Exercise instructions:
Update the material below by swapping every "keypoint" for "marker". Leave everything else as it is.

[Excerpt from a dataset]

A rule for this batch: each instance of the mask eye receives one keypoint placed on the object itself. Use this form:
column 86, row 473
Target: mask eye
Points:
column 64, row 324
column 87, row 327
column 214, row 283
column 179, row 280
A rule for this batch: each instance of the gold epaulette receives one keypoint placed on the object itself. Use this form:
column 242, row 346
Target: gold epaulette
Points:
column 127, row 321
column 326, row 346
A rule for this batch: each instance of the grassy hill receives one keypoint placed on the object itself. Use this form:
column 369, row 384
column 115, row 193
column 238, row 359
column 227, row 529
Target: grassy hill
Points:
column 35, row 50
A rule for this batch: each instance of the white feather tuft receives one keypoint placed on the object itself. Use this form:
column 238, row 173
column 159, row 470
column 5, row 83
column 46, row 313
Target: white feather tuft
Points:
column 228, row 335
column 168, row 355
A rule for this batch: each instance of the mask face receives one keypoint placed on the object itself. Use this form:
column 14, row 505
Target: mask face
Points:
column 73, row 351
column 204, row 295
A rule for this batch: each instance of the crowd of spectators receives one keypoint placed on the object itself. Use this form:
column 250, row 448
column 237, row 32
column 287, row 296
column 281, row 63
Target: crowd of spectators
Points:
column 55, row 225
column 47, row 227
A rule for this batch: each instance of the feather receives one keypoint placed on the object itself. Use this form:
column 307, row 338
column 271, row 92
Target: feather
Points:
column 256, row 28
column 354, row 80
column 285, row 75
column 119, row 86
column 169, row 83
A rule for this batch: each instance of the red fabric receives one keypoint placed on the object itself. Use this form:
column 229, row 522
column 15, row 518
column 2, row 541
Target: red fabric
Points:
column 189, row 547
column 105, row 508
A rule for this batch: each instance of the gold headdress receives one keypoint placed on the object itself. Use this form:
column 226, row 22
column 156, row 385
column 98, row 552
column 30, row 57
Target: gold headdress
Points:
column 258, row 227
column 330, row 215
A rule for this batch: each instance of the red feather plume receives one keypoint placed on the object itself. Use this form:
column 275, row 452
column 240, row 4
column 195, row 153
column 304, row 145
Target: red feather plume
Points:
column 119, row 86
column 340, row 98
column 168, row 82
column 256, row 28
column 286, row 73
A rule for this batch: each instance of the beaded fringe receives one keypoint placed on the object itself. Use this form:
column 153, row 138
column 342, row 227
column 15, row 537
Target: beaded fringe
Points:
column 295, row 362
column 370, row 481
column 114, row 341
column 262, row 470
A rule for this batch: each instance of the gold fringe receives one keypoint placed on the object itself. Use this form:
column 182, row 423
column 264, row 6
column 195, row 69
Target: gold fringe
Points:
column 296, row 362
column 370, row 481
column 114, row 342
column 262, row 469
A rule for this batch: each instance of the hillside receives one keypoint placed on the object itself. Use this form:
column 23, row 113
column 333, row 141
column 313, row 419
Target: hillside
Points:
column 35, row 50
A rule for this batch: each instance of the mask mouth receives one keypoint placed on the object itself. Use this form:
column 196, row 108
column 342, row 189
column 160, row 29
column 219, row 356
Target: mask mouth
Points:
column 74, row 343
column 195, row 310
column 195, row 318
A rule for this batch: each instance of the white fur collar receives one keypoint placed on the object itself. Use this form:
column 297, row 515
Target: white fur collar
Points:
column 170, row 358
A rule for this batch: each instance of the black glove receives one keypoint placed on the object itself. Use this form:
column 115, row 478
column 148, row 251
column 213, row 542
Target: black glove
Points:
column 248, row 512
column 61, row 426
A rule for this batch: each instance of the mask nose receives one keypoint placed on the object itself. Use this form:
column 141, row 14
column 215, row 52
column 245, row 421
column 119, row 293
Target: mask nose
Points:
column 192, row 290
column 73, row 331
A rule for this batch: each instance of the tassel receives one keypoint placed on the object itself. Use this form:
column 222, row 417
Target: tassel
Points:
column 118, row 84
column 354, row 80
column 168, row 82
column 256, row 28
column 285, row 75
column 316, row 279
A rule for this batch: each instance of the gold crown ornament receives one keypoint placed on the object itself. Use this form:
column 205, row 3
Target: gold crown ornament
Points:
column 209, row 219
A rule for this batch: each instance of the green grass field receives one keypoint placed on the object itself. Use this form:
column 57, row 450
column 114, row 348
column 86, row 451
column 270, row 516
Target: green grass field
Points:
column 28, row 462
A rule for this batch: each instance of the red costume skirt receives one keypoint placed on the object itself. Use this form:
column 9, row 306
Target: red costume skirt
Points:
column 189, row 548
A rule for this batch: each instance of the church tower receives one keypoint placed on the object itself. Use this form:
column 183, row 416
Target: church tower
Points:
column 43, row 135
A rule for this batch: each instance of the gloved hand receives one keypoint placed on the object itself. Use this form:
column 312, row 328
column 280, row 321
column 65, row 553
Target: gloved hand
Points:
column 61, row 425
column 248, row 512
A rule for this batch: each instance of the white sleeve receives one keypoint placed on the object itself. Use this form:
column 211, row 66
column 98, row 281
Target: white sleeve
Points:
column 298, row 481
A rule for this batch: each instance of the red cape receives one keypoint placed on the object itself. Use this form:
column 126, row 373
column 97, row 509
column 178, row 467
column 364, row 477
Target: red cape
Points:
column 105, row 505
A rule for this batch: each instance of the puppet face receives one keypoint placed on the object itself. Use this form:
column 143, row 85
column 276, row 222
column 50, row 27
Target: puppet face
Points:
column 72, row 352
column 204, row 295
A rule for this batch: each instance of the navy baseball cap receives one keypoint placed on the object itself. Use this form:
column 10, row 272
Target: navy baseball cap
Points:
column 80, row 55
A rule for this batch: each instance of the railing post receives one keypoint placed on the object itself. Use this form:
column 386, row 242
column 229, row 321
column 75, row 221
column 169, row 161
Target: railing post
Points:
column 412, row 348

Worked answer:
A rule for this batch: each instance of the mask eye receives one marker placed on the object itself. Use this form:
column 86, row 473
Target: mask eye
Points:
column 64, row 324
column 87, row 327
column 214, row 283
column 179, row 280
A rule for this batch: each instance of the gold epaulette receives one marker placed on the object itself. Use this form:
column 242, row 346
Target: gold epaulette
Points:
column 127, row 321
column 326, row 346
A rule for this batch: each instance of the grassy hill receives one marker placed on the object itself. Use this form:
column 369, row 384
column 115, row 193
column 238, row 359
column 227, row 529
Target: grassy hill
Points:
column 35, row 50
A rule for this batch: each instance of the white feather tuft receives one marker placed on the object itself. Use this form:
column 238, row 173
column 159, row 470
column 5, row 83
column 46, row 313
Target: white feather tuft
Points:
column 228, row 335
column 168, row 355
A rule for this batch: each instance of the mask face receives one marker placed on the object itself. Use this form:
column 14, row 505
Target: mask face
Points:
column 73, row 351
column 204, row 295
A rule for this batch: each instance of the crowd of spectators receives one marker placed on the object itself. Use this form:
column 250, row 448
column 237, row 32
column 287, row 296
column 281, row 63
Target: crowd of spectators
Points:
column 55, row 225
column 47, row 227
A rule for this batch: each instance of the feather receives one marker placed on the object itself. Use this form:
column 307, row 338
column 271, row 92
Target: feather
Points:
column 256, row 28
column 354, row 80
column 285, row 75
column 119, row 86
column 169, row 83
A rule for this batch: each instance of the red fabric receives one marker placed on the object itself. Use this form:
column 229, row 522
column 15, row 518
column 2, row 541
Target: red fabric
Points:
column 189, row 547
column 105, row 508
A rule for this batch: each instance of the gold headdress receives one marker placed on the object itself. Use this form:
column 226, row 22
column 156, row 385
column 98, row 552
column 30, row 57
Target: gold headdress
Points:
column 258, row 227
column 330, row 215
A rule for this batch: each instance of the red feather plume receives one marker placed on the object itself. Use this form:
column 275, row 452
column 240, row 4
column 195, row 153
column 304, row 145
Target: red feather plume
Points:
column 119, row 86
column 340, row 98
column 168, row 82
column 256, row 28
column 286, row 73
A rule for this batch: each instance of the beaded fringe receives one marker placed on the object itself. Use this form:
column 153, row 138
column 342, row 227
column 15, row 537
Target: beaded fringe
Points:
column 295, row 362
column 370, row 481
column 114, row 341
column 262, row 470
A rule for this batch: each instance of the gold fringe receives one marker placed on the object itself. Use this form:
column 182, row 423
column 264, row 6
column 195, row 69
Target: gold fringe
Points:
column 296, row 362
column 370, row 481
column 114, row 342
column 262, row 469
A rule for this batch: each instance of the hillside receives one marker placed on the object itself. Use this form:
column 23, row 113
column 333, row 141
column 313, row 419
Target: hillside
Points:
column 35, row 50
A rule for this batch: each instance of the mask mouth receives one marker placed on the object itself. Use this form:
column 196, row 108
column 342, row 189
column 160, row 29
column 219, row 356
Target: mask mouth
Points:
column 74, row 343
column 195, row 310
column 195, row 318
A rule for this batch: each instance of the white fur collar receives one marker placed on the object itself. Use this form:
column 297, row 515
Target: white fur collar
Points:
column 170, row 358
A rule for this batch: each instance of the black glove receives one marker placed on the object itself. Use this form:
column 115, row 478
column 148, row 251
column 213, row 542
Target: black glove
Points:
column 248, row 512
column 61, row 426
A rule for this batch: each instance of the mask nose receives one marker placed on the object itself. Use this form:
column 141, row 14
column 215, row 52
column 245, row 421
column 119, row 293
Target: mask nose
Points:
column 192, row 290
column 73, row 331
A rule for this batch: each instance of the tassel receives one marker placed on the object itself. Use this form:
column 222, row 417
Target: tassel
Points:
column 118, row 84
column 354, row 80
column 168, row 82
column 256, row 28
column 285, row 75
column 316, row 279
A rule for this batch: each instance of the gold crown ornament receives one marker placed on the object itself. Use this form:
column 205, row 3
Target: gold crown ornament
Points:
column 209, row 219
A rule for this batch: each instance of the green grass field receives one marker placed on the object itself. Use this form:
column 57, row 450
column 114, row 348
column 86, row 451
column 270, row 516
Target: green grass field
Points:
column 28, row 462
A rule for this batch: each instance of the red costume skirt receives one marker placed on the object itself. Use this form:
column 9, row 306
Target: red costume skirt
Points:
column 189, row 548
A rule for this batch: each instance of the church tower receives one marker placed on the object itself. Use this form:
column 183, row 416
Target: church tower
Points:
column 43, row 135
A rule for this batch: each instance of the gloved hand receives one marker placed on the object itself. Use this form:
column 312, row 328
column 280, row 321
column 65, row 553
Target: gloved hand
Points:
column 61, row 425
column 248, row 512
A rule for this batch: each instance of the white sleeve receives one marker placed on the object itself. Use this form:
column 211, row 66
column 98, row 281
Target: white sleeve
Points:
column 298, row 481
A rule for this batch: each instance of the red cape receives one marker placed on the object itself. Use this form:
column 126, row 373
column 97, row 509
column 178, row 467
column 364, row 477
Target: red cape
Points:
column 105, row 505
A rule for this batch: each instance of the puppet face receives one marker placed on the object itself. Use this form:
column 143, row 85
column 276, row 222
column 50, row 27
Target: puppet face
Points:
column 72, row 352
column 204, row 295
A rule for this batch: each instance of the navy baseball cap receives one marker placed on the object itself. Use this form:
column 10, row 272
Target: navy baseball cap
Points:
column 80, row 55
A rule for this batch: each instance of the railing post receives one marker placed on the object itself. Use this form:
column 386, row 242
column 229, row 321
column 75, row 221
column 169, row 161
Target: railing post
Points:
column 412, row 348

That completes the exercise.